Please copy out the lines below word for word, leaving the pictures out of your answer.

── Data records ──

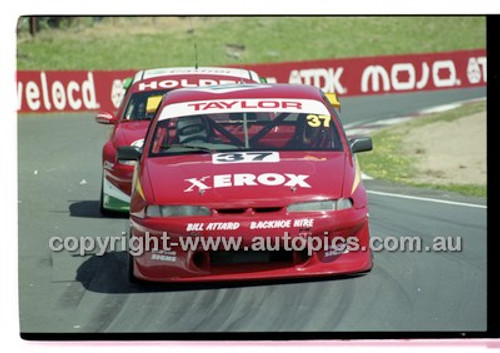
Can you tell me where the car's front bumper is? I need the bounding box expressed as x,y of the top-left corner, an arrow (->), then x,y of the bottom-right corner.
131,208 -> 372,282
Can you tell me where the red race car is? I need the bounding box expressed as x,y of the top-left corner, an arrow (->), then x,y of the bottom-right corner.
96,67 -> 260,214
118,84 -> 372,282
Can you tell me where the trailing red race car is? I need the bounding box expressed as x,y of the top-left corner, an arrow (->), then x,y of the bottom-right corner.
118,84 -> 372,282
96,67 -> 259,214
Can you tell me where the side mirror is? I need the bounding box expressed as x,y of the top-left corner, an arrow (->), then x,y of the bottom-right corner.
349,137 -> 373,153
116,146 -> 142,161
95,112 -> 118,125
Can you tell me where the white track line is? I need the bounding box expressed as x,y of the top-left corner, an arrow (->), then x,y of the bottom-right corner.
366,190 -> 487,209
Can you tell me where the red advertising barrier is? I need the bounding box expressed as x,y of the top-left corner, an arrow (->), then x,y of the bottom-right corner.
17,49 -> 486,113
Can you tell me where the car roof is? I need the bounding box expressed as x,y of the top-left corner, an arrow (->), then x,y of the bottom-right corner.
133,66 -> 259,83
163,83 -> 323,105
156,83 -> 329,120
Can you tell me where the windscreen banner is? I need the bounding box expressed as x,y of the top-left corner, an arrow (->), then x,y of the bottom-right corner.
17,49 -> 486,113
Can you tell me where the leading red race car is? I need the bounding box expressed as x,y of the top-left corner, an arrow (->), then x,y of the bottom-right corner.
118,84 -> 372,282
96,67 -> 260,214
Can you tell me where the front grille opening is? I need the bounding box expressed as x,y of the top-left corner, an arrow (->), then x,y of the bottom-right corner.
217,208 -> 246,214
293,248 -> 311,264
253,207 -> 282,213
209,250 -> 293,267
193,252 -> 208,268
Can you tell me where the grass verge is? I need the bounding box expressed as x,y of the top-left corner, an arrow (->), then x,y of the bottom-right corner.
17,16 -> 486,70
358,102 -> 486,197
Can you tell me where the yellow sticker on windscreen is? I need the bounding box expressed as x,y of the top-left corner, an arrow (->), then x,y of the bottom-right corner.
146,96 -> 163,113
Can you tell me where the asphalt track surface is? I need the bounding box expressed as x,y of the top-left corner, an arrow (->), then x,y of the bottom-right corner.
18,89 -> 487,333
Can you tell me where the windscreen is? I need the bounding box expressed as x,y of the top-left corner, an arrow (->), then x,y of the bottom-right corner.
150,111 -> 342,156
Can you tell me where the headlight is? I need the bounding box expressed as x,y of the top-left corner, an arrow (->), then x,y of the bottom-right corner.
287,199 -> 352,212
146,205 -> 210,217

───

## Result of the exercise:
Can you tell me where the car's front bumper is? I need the bounding box expressed as x,y of the top-left corner, an arrow (->), then x,y of the bottom-right corner.
131,208 -> 372,282
Can you tell me where the red race car is? I need the bounding box expressed as x,y of the top-left corner, an arrow (->), then x,y of the bottom-right corner.
96,67 -> 260,214
118,84 -> 372,282
Can you tell me where the trailing red race car is? I need the bounding box expressed as x,y of the top-left corner, an arrow (->), then x,y of the bottom-right corner.
118,84 -> 372,282
96,67 -> 259,214
Can you tell me where the side mirror is? I need the bounding box expressed as x,y of the top-left corner, an arrow (->), then x,y of the bottom-right corner.
349,137 -> 373,153
116,146 -> 142,161
95,112 -> 118,125
Can you tell me where the white track line is? I need the bounding box expressed as x,y of the top-left corner, an arrow (->), then x,y of the bottom-right corner.
366,190 -> 487,209
Can you tell me where the red advertising barrier is? I need the bounding box expressed as x,y of the top-left corner, an arrow (->), then x,y of the bottom-right corner.
17,49 -> 486,113
Can you tell me where the car roof is? I need the bounding box expressed as x,y of the top-left corner, an arrow (->), then x,y of the bottom-right corner.
133,66 -> 259,83
163,83 -> 323,105
156,83 -> 329,120
Can you tell me where the windscreen banner is? I need the bounding box expressed as x,y of the top-left corner, an arrow (->), then x,y of the bottom-right corner.
17,49 -> 486,113
Can you tell me where the leading red race car is? I need the bounding box expressed as x,y of the top-left corner, an arrow (->), then x,y of the bottom-right corner.
118,84 -> 372,282
96,67 -> 260,214
Can you tell me where the front grille opening is? I need the bounding box expressed as x,y of the top-left corner, an arrow (->), then x,y of the bottom-right corner.
217,208 -> 246,214
293,248 -> 311,264
253,207 -> 282,213
209,250 -> 293,267
193,252 -> 208,268
Can you tell me where the grass verge is? I need the bounding box expressed as x,y of the top-left corner, an arrow (->), then x,y of the bottom-right corner.
17,16 -> 486,70
358,102 -> 486,197
Can you tell me where the yellow sticker on windscreen is? I need the bounding box expressed as x,y of the top-left corner, an arrow (->), then x,y of the bottom-right corner.
146,96 -> 163,113
Can you tell me where the asphalt track surface is? I need the bounding box expressed as x,y of the top-left corner, an arrow (->), then x,y of the bottom-right corner.
18,89 -> 487,333
Can you tell me where the windscreen is? I need the bounding box expressed as x,y of the top-left corner, an arrow (->), then x,y of the bottom-right corner.
150,111 -> 342,156
Can you tell me where the headlight is? I need the bounding box expressed as x,y of the top-left corner, an arrow (->), then x,y of the bottom-right corner.
287,199 -> 352,212
146,205 -> 210,217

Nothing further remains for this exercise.